Copy exactly the lines from the one containing "the girl's hand." through the last line of the records, both included, and nothing more.

* Record extracts:
|---|

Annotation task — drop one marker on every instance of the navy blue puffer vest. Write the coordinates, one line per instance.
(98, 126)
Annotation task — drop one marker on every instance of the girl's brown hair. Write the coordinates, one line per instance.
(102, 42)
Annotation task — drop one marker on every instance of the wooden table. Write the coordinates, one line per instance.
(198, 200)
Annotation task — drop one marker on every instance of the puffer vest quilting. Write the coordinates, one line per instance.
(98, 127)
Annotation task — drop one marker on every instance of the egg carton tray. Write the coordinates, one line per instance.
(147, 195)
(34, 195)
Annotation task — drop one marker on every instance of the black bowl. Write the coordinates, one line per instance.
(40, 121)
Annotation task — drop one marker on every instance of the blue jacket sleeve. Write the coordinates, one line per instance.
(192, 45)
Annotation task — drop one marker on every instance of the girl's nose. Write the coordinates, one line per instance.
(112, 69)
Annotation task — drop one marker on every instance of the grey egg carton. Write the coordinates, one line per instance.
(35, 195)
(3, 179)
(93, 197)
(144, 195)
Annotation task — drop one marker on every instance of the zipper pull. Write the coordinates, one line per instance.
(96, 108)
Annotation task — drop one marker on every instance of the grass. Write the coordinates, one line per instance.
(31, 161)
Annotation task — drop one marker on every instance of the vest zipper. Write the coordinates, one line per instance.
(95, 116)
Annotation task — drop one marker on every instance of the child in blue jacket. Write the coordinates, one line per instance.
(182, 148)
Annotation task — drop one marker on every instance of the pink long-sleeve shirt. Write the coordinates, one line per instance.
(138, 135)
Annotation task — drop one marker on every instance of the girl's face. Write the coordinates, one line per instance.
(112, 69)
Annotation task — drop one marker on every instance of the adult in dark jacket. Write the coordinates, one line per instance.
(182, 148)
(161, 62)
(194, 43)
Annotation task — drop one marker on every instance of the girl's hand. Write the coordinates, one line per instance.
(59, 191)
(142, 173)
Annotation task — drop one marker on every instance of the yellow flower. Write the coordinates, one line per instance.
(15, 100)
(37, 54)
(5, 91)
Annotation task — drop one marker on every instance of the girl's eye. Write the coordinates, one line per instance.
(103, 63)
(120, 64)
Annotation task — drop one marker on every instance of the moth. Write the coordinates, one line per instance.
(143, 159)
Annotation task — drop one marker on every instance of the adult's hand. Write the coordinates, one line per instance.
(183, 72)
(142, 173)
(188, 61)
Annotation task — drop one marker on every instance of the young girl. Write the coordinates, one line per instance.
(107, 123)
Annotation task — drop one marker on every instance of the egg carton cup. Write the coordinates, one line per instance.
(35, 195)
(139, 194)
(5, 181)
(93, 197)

|---|

* Exercise result:
Annotation task — drop one marker on every instance of the girl's hand. Write the coordinates, one line per instance.
(59, 191)
(142, 173)
Annotation task — drop one marker on every instance of the yellow flower. Write the coordinates, one line per instance.
(15, 100)
(37, 54)
(5, 91)
Annotation task — drop one marker on every instance of the girl's eye. Write the coordinates, one line per instance.
(103, 63)
(120, 64)
Annotation task — drop one marker on every instance of the moth. Write the coordinates, one line per instance.
(143, 159)
Annotation task — drop one marker on every instance of the adult's hand. Write the coordinates, one line per instance.
(183, 72)
(142, 173)
(188, 61)
Annotation task — drop one marker on every instance of the young girl. Write the coordinates, one line per instance.
(107, 123)
Annotation task — drop one marker on every instance of the egg carton cup. Write the coordinates, one line per instance.
(35, 195)
(139, 194)
(5, 181)
(93, 197)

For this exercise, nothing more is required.